**Data shown**
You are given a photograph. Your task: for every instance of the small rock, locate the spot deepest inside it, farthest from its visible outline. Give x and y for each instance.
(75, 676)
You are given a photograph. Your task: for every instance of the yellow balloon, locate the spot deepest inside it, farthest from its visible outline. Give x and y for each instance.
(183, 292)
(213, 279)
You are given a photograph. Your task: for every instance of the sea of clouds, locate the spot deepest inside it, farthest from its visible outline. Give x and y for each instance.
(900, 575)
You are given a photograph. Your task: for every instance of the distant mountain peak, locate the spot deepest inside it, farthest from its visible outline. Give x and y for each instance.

==

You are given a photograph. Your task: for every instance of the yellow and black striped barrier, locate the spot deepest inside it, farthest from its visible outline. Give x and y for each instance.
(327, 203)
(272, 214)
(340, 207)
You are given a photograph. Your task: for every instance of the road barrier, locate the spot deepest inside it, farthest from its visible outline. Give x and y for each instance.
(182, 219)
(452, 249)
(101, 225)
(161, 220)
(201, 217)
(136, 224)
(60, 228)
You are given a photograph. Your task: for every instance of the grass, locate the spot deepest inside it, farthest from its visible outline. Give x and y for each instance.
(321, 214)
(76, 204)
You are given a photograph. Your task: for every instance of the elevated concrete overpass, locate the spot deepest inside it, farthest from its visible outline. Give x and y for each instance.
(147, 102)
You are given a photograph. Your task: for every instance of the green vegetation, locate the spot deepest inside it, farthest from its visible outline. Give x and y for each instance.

==

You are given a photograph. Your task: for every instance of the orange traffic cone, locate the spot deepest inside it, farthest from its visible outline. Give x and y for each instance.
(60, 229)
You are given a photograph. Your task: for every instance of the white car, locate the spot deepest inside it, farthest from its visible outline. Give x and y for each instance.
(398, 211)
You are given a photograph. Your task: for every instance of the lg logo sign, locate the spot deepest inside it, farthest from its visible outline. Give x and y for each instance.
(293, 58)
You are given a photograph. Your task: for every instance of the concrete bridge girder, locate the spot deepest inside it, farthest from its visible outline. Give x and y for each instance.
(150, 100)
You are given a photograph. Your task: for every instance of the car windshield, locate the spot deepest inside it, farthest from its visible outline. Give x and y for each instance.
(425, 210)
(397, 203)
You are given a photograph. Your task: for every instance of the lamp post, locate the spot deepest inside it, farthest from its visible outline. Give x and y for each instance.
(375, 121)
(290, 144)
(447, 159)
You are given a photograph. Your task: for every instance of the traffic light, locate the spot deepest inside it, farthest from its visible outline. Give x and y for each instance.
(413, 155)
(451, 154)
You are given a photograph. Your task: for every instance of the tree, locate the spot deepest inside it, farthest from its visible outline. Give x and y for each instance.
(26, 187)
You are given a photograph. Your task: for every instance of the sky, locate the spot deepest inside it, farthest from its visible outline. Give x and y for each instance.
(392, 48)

**What you need to do**
Reproduce the lines of the entries above from the one with "of the small" to the one with "of the distant", both included, exactly and without any other line.

**Response to the exercise**
You are given a photograph. Your task: for every instance of the small rock, locate the spot deepest inside it, farthest from its visible outline. Give x and y for each instance.
(75, 676)
You are given a photograph. Your task: for every instance of the yellow balloon, locate the spot deepest inside it, farthest from its visible outline. Give x and y for each instance.
(183, 292)
(213, 279)
You are given a photograph. Your task: for every instance of the sea of clouds, locate the spot deepest inside it, farthest from its visible outline. Give x and y for each instance.
(900, 575)
You are given a photograph. Your task: for every instance of the distant mountain peak, locate the spot deepest inside it, farthest from its visible outline. Give x and y for each instance.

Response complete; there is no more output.